[Dataset entries]
--- begin ---

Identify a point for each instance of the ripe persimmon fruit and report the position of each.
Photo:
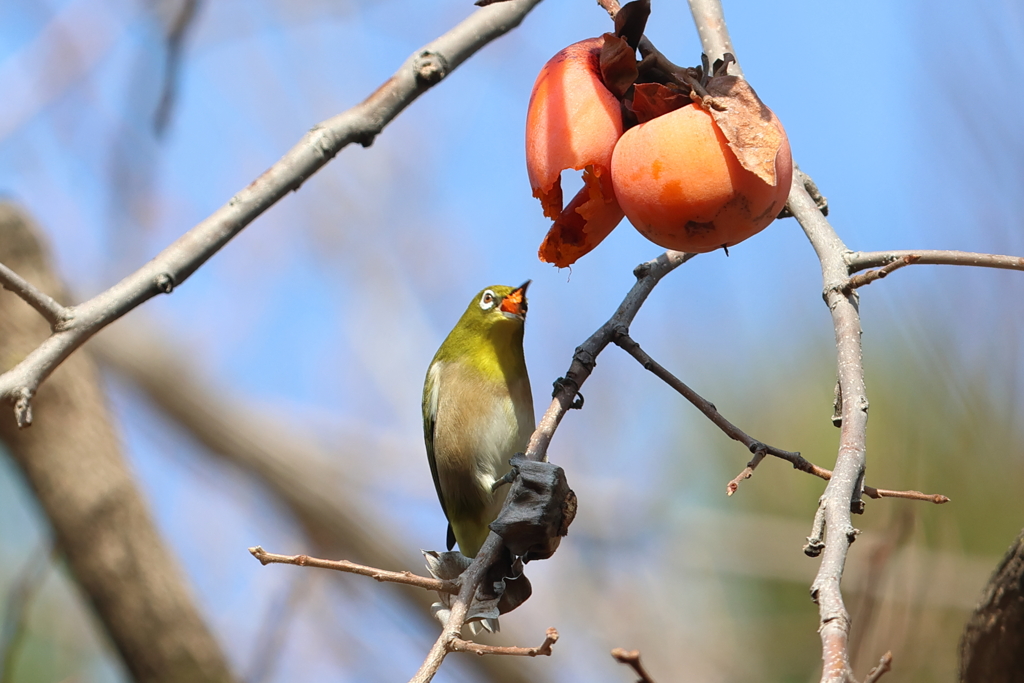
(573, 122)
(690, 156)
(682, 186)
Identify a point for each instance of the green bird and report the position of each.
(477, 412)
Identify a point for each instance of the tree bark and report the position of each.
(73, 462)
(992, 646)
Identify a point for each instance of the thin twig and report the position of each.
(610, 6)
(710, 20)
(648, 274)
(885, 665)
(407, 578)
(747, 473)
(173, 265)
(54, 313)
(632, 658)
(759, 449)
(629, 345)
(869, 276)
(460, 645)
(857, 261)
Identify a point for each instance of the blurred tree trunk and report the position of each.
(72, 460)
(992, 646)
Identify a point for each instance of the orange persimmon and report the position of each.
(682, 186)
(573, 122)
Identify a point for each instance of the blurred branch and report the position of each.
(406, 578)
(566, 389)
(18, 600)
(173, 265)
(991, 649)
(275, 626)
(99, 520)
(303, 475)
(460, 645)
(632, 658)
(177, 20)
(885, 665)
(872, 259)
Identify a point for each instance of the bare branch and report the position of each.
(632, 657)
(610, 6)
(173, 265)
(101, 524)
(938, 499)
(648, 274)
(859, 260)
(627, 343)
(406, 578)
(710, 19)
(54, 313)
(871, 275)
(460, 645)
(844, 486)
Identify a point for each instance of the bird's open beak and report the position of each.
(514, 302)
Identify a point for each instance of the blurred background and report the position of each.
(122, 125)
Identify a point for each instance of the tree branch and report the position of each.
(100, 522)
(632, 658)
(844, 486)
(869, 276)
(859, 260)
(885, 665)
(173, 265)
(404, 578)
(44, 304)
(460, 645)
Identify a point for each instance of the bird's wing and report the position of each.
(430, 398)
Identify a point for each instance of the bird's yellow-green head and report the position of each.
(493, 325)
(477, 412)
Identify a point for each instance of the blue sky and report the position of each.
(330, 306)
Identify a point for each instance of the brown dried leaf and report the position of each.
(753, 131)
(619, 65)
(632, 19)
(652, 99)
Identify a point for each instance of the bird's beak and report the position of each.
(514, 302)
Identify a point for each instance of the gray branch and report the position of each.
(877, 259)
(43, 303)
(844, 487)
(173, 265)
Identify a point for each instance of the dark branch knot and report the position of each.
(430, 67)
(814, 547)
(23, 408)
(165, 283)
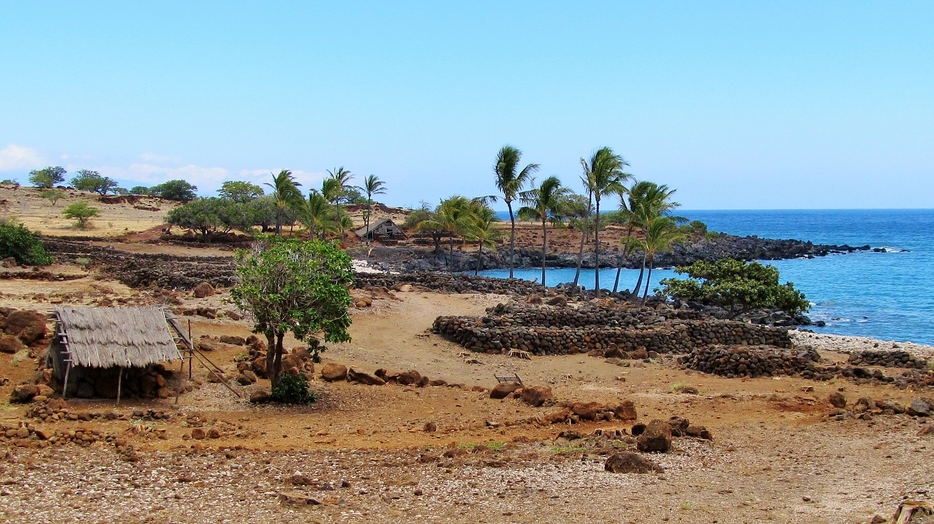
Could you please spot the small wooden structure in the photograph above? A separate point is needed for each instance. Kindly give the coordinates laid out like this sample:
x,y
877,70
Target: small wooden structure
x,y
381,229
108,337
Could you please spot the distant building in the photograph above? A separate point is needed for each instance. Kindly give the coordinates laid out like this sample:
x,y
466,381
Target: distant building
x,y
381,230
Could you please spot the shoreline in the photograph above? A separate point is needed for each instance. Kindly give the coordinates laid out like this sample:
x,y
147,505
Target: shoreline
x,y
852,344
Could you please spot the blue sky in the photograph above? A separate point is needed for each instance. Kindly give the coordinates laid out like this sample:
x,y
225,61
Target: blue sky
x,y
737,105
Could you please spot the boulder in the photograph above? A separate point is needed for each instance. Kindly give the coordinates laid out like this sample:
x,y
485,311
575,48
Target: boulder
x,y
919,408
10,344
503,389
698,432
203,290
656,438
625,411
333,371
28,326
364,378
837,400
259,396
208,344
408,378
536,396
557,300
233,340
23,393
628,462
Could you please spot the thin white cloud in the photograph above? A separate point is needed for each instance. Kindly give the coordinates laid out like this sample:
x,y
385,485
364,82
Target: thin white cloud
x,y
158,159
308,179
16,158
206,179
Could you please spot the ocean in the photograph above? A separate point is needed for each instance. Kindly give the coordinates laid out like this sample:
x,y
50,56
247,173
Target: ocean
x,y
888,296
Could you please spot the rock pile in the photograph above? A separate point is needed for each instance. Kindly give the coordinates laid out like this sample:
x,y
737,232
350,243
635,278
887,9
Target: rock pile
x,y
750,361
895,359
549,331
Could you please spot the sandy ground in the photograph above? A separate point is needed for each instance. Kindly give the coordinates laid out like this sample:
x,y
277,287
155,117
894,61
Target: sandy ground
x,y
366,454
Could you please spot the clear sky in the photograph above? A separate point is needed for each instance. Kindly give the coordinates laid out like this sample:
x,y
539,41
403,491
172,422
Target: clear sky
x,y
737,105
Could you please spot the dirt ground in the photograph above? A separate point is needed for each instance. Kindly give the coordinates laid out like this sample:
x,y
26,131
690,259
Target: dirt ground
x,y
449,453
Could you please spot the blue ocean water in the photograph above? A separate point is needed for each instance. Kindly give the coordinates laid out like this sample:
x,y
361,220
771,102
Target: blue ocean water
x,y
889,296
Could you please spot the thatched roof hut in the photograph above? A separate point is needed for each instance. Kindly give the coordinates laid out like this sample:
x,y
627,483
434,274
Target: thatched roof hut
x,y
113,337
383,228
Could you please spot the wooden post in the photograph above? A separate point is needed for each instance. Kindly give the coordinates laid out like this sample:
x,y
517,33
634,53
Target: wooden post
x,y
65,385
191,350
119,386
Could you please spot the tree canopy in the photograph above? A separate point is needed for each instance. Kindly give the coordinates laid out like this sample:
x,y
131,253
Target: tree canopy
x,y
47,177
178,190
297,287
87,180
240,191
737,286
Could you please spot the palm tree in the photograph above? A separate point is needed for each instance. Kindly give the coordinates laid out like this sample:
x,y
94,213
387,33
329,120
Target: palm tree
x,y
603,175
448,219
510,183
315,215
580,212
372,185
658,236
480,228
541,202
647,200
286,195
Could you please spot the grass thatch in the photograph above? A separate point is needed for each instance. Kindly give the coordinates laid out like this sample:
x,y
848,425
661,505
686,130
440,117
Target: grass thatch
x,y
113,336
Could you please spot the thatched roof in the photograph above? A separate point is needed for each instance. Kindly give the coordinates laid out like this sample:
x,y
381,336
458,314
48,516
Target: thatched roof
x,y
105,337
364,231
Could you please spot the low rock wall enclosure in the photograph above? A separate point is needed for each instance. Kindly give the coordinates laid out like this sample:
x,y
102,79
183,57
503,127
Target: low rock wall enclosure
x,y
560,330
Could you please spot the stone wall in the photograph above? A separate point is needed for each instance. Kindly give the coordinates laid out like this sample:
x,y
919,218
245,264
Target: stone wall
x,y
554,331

--- end ---
--- begin ---

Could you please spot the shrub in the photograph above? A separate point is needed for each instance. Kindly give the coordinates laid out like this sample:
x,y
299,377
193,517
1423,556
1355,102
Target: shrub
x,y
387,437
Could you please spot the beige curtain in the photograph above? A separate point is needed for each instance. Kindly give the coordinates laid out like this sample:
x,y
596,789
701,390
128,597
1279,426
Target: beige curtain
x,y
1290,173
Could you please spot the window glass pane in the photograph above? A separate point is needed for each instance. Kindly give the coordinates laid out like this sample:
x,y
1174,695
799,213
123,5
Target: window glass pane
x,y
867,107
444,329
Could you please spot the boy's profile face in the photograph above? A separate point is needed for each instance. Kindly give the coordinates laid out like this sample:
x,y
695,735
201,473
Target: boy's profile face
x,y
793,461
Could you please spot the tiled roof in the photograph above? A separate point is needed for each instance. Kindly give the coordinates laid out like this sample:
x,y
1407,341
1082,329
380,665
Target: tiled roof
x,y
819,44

--- end ---

WHAT YOU ARE ASKED TO DO: Locate each line in the items above that contains the word "thatched", and reproduce every such line in full.

ANSWER TO THIS PROBLEM:
Could you please spot the thatched roof hut in the photograph above? A separate point is needed for each instance. Kindly give the coordinates laid out like this sample:
Target: thatched roof hut
Could you please spot the thatched roof in the photograph above? A separate point is needed for each instance. Kindly give the coordinates laid out like this sample:
Target: thatched roof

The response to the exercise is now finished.